◆ **Exercise prompt**
Please print every line from the one containing "target: frost-covered conifer" through the last line of the records below, exactly as written and nothing more.

◆ **Given records**
☆ ☆ ☆ ☆ ☆
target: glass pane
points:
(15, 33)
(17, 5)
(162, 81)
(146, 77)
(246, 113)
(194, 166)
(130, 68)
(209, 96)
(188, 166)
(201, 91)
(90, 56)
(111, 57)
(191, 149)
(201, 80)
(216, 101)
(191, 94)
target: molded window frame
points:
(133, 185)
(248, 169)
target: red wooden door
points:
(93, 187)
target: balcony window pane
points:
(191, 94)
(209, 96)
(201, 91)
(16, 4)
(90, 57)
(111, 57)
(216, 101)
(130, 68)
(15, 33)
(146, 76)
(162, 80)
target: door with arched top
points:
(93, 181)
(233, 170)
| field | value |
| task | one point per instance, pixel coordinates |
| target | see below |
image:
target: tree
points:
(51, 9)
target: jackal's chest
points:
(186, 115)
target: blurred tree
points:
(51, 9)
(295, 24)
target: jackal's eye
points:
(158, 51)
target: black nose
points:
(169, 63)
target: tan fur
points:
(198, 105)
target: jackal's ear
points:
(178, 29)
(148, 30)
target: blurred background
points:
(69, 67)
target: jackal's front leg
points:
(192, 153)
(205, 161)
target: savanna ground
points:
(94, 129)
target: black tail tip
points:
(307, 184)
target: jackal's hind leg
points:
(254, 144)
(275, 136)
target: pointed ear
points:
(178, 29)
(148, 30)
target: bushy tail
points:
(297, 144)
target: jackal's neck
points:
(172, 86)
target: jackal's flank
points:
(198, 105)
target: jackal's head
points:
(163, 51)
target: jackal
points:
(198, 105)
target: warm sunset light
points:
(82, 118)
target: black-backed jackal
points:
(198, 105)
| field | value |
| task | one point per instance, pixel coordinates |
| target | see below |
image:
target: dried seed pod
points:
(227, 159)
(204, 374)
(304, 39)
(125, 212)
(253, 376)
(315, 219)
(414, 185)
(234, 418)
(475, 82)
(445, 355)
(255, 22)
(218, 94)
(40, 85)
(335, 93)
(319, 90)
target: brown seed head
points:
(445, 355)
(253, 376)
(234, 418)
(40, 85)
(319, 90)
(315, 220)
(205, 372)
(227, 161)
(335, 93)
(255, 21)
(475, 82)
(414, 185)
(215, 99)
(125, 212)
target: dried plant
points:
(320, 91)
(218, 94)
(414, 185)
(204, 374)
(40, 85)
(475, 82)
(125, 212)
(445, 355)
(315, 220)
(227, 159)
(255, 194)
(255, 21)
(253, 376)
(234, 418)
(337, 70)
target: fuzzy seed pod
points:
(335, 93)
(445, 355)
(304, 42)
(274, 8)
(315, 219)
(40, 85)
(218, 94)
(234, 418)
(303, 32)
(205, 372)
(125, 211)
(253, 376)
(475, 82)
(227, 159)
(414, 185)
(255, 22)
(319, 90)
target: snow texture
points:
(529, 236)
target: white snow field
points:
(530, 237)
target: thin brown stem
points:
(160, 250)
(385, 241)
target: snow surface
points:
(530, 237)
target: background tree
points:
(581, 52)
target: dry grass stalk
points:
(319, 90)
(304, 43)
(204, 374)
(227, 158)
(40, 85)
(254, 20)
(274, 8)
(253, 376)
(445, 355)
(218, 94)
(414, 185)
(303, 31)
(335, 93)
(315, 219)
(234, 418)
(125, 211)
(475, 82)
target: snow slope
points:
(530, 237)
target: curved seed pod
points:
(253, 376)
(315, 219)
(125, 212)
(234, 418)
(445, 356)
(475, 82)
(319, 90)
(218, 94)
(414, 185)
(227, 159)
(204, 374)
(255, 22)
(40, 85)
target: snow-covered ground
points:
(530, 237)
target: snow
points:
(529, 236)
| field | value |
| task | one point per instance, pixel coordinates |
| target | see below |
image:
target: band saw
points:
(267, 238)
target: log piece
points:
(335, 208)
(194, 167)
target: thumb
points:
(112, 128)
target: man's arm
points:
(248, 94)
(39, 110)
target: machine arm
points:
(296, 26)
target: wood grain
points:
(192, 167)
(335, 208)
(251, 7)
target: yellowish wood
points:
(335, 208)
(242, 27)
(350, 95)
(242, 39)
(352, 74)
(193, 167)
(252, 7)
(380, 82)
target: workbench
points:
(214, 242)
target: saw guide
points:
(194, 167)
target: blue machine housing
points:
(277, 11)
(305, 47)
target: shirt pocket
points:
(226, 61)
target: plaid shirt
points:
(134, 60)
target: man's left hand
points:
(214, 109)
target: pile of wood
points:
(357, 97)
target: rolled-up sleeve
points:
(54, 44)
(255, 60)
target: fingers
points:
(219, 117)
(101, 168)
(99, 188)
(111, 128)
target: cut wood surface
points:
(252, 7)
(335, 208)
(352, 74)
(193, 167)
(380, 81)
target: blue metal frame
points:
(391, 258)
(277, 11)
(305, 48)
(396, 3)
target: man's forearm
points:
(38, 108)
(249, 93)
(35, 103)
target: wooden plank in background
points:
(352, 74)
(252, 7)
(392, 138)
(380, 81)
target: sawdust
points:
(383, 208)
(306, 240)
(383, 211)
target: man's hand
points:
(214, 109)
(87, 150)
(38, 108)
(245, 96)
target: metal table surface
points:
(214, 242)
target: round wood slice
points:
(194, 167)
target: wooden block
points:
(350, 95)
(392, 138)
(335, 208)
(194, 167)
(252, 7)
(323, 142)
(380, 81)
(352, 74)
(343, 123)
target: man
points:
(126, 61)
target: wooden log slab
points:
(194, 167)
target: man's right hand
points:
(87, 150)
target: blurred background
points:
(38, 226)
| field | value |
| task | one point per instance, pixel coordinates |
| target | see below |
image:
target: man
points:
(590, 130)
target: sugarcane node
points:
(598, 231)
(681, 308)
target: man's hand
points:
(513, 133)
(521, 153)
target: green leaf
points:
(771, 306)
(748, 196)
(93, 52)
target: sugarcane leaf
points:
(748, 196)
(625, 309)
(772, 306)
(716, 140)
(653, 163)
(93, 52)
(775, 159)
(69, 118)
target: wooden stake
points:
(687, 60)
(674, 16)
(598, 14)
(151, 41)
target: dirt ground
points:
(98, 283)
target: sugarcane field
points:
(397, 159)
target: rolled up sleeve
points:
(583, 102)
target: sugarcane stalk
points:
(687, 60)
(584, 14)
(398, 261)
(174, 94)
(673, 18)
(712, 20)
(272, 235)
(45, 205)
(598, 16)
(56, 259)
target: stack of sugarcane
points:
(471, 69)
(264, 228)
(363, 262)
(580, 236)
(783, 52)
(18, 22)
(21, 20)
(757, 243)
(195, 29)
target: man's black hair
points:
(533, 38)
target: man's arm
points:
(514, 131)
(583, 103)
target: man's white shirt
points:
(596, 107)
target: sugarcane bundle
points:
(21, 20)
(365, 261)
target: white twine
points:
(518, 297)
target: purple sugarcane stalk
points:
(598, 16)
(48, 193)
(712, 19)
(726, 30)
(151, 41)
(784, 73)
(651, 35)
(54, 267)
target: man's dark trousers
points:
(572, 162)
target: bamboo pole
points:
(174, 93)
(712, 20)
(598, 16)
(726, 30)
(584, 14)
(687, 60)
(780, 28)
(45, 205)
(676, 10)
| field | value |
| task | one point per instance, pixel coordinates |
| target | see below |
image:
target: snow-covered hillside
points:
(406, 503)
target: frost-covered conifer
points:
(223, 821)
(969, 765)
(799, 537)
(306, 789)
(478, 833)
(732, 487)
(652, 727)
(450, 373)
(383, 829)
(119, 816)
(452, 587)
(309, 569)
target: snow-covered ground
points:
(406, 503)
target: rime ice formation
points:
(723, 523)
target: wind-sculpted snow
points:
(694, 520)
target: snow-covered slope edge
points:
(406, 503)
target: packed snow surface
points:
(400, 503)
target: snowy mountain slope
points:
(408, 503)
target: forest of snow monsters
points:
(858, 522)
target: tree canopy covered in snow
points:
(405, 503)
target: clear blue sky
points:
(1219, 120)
☆ ☆ ☆ ☆ ☆
◆ **Solution to the problem**
target: frost-covered conifer
points:
(223, 821)
(969, 765)
(799, 537)
(306, 789)
(478, 833)
(732, 487)
(652, 727)
(450, 373)
(383, 829)
(119, 816)
(452, 587)
(309, 569)
target: snow-covered ground
points:
(406, 503)
target: rime ice formation
points:
(723, 523)
target: wind-sculpted snow
points:
(694, 520)
target: snow-covered slope edge
points:
(406, 503)
target: packed snow surface
points:
(400, 503)
target: snowy mountain slope
points:
(408, 503)
target: forest of snow monsters
points:
(858, 522)
target: tree canopy covered in snow
points:
(405, 503)
target: clear blue sky
points:
(1219, 120)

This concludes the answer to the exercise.